◆ TASK TO CARRY OUT ◆
Can you retype every record below exactly as written?
- Opening Delimiter -
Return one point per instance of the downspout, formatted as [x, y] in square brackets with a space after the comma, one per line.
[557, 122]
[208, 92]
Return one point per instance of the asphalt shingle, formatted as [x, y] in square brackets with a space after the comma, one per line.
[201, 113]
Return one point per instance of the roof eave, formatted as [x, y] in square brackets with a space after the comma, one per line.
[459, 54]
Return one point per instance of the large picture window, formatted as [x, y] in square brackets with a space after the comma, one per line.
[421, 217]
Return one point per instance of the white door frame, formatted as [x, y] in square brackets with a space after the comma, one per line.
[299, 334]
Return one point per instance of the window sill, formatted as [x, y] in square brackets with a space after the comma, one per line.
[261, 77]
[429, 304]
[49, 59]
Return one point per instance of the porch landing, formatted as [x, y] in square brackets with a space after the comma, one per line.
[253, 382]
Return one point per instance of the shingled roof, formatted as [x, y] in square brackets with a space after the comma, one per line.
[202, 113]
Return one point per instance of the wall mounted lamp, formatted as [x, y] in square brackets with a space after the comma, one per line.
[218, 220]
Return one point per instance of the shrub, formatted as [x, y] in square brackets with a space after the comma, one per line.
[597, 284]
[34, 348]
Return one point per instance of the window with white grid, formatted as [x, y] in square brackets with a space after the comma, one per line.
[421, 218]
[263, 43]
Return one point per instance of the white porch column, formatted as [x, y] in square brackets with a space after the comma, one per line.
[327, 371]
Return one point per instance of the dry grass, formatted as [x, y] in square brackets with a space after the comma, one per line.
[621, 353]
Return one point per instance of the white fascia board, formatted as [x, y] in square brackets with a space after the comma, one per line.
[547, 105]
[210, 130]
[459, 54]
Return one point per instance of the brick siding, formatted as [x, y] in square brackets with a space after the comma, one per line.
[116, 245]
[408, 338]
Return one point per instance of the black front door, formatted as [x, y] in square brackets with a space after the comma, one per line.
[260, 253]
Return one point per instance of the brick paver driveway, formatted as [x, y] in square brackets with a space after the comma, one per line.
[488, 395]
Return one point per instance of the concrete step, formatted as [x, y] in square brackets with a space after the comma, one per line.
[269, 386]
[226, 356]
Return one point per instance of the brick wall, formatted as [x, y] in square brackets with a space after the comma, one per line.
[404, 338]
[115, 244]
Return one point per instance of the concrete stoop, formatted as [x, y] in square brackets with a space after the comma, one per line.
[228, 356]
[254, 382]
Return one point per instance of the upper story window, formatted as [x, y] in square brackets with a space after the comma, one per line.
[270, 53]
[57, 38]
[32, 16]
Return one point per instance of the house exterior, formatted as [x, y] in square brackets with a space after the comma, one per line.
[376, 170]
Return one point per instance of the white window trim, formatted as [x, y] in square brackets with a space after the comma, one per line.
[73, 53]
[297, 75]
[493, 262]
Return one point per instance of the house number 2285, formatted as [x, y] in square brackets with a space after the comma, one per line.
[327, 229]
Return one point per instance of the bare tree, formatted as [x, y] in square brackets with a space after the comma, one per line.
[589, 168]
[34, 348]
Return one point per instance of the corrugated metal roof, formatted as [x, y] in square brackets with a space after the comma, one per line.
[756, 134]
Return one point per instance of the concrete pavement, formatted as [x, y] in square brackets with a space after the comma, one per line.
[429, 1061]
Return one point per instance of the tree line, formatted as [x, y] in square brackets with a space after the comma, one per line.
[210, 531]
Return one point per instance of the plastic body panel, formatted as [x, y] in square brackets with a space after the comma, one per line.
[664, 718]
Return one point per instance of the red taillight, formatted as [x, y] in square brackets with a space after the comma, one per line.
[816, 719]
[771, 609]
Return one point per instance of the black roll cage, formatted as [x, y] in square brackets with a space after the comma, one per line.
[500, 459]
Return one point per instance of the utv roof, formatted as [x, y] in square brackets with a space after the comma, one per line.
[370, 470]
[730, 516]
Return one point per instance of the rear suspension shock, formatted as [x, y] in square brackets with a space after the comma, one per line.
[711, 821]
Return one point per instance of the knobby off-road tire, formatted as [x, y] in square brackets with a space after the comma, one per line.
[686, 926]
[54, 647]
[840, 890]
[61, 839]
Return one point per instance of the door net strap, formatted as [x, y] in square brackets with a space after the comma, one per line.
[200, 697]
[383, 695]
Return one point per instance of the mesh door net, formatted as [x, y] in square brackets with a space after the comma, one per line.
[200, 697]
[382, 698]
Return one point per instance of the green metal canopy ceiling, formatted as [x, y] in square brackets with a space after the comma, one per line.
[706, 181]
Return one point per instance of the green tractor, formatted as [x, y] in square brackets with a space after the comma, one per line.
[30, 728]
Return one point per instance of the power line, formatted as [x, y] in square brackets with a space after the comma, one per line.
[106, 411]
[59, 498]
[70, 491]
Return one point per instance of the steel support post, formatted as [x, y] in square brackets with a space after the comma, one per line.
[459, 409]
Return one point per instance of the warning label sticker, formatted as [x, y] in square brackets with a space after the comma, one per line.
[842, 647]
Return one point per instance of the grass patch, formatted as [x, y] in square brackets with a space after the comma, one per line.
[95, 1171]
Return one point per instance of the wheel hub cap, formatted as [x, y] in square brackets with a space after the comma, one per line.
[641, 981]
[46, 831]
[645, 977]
- Closing Delimiter -
◆ YOUR SOLUTION ◆
Return one point per instance of the downspout, formatted as [x, y] in square brackets with a space after the comma, one per line.
[557, 122]
[208, 92]
Return one point per instance of the asphalt shingle, formatted as [x, y] in square brackets with a space after the comma, one per line.
[201, 113]
Return one point per instance of the roof eave, formatted as [x, y] in square brackets with a space after the comma, one per line.
[459, 54]
Return one point per instance of the large picture window, formatted as [x, y] in square brackets with a space after the comma, one per line.
[421, 217]
Return one point per instance of the white door frame, formatted as [x, y] in square brackets with a space after the comma, one per line.
[299, 334]
Return one point per instance of the window sill, formatted as [x, y] in square brackets with a space after the comma, one per line.
[261, 77]
[429, 304]
[49, 59]
Return one point per instance of the porch landing, formatted as [x, y] in square brackets with a space after the comma, one per line.
[253, 382]
Return one point per instance of the shingled roof, formatted as [x, y] in square brackets with a space after the comma, one per line.
[202, 113]
Return one point per instance of the wall mounted lamp, formatted as [x, y] in square brackets with a space after the comma, one per line.
[218, 220]
Return one point per instance of the shrub, formatted as [x, y] in square brackets with a space after the comma, one per line.
[597, 284]
[34, 348]
Return one point per instance of the window with white grid, formatted as [x, y] in square brackets with a space after the comma, one per line.
[421, 218]
[263, 43]
Return one point per instance of the white porch column, formatted as [x, y] in square brackets with a space after the comma, one per line.
[327, 371]
Return one point per instance of the dry grass, formatted as [x, y] in square brackets with a space after the comma, one per line.
[621, 353]
Return one point per instance of the white fascia board, formatted as [x, y] in square brackets with a space after the comma, one per line.
[547, 105]
[210, 130]
[459, 54]
Return one point per instance of the brick siding, formatted as [x, y] in square brackets with a space after the comma, one per line.
[116, 245]
[408, 338]
Return one point per instance of the black front door, formatted as [x, y] in square brackets with a space after the comma, one per line.
[260, 253]
Return one point per instance of the brick paver driveway, formatted as [x, y] in square brackets with a space after the comma, one per line.
[488, 395]
Return one point per instance of the concrete step, formatted as [x, y] in square brackets with a space after the comma, one per line.
[269, 386]
[226, 356]
Return one point per instance of the brick wall, formatted as [x, y] in square brackets with a space after the comma, one per line.
[404, 338]
[115, 244]
Return one point per instance of the concrete stoop, formatted as [x, y] in square brackets with a space after the comma, one per line.
[228, 356]
[254, 382]
Return one point per instance of the upper story window, formatted as [x, y] in square brackets with a space after the comma, one per line.
[270, 53]
[57, 38]
[32, 16]
Return one point per instance of the house exterior, formatted as [x, y] in square brackets with a space after the comma, one per line.
[376, 170]
Return one point per instance of the white window trim, formatted as [x, y] in square brackets with a space after the comma, one per line.
[73, 53]
[297, 75]
[493, 262]
Return one point per instance of the house number 2285, formatted as [x, y] in square brackets with a space after the comma, one per line.
[327, 229]
Return one point per instance of the bare tree, formatted as [x, y] in square brackets with a space after the comma, one per line.
[589, 168]
[34, 348]
Return one point per instance of the corrugated metal roof, formatted as [x, y] in square brackets with a space after the comma, one per line.
[756, 134]
Return one point per instance of the concrete pavement, formatted as [x, y] in square brackets with a space after the comma, one per line.
[429, 1061]
Return one point per instance of the tree line, formatted as [x, y] in square brackets with a space after the comma, one per line.
[210, 531]
Return one point per instance of the plastic body panel, formatted as [x, y] in square brackets with a space after the comma, one per line.
[664, 718]
Return one point per instance of the red taillight, formatted as [x, y] in square brackets with a space after the comma, one per line.
[816, 719]
[771, 609]
Return one point per instance of the black roll cage, formatted as [x, y] in square brackets with a space after the comma, one per line.
[500, 459]
Return one point per instance of the utv roof, formatted as [x, y] in square brackets with a space after the comma, one per line.
[370, 470]
[730, 516]
Return one point per instance of the rear suspension shock, formatted as [x, y] in square brackets with a space after the comma, one per line.
[711, 821]
Return one point per instance of the knobby off-road tire, formatted as [x, y] in square brackets with a space after the comma, one per line.
[686, 926]
[54, 647]
[840, 890]
[61, 839]
Return one point per instance of the door net strap, formatted as [x, y] in square brackets with a space after the comma, one per line.
[200, 697]
[383, 695]
Return one point per instance of the mesh door net, formatted as [x, y] in square brackets with a space after the comma, one per line.
[200, 697]
[382, 698]
Return one point per instance of the green metal canopy ceiling, formatted as [x, y] in square brackets with a space after the comma, one per line.
[706, 181]
Return one point per instance of the green tractor, formatted as [x, y] in square brackets with a space after the comma, one per line.
[30, 728]
Return one point per instance of the power line, formatted as [x, y] in square brackets with a space after the comma, one per line.
[106, 411]
[59, 498]
[70, 491]
Return one point per instance of the steel support post, formatted as [x, y] in square brackets with a space after the comma, one per line.
[459, 409]
Return one point per instance of the warning label sticker, formatted as [x, y] in square brackets with a space after the comma, one per line.
[842, 647]
Return one point per instance of the grass patch, formatted as [x, y] in square brackets with a space after the comma, one per line.
[95, 1171]
Return one point per instance of the wheel hub cap, formatted as [x, y] in square brackets with a space after the comma, one per line.
[641, 981]
[46, 831]
[645, 977]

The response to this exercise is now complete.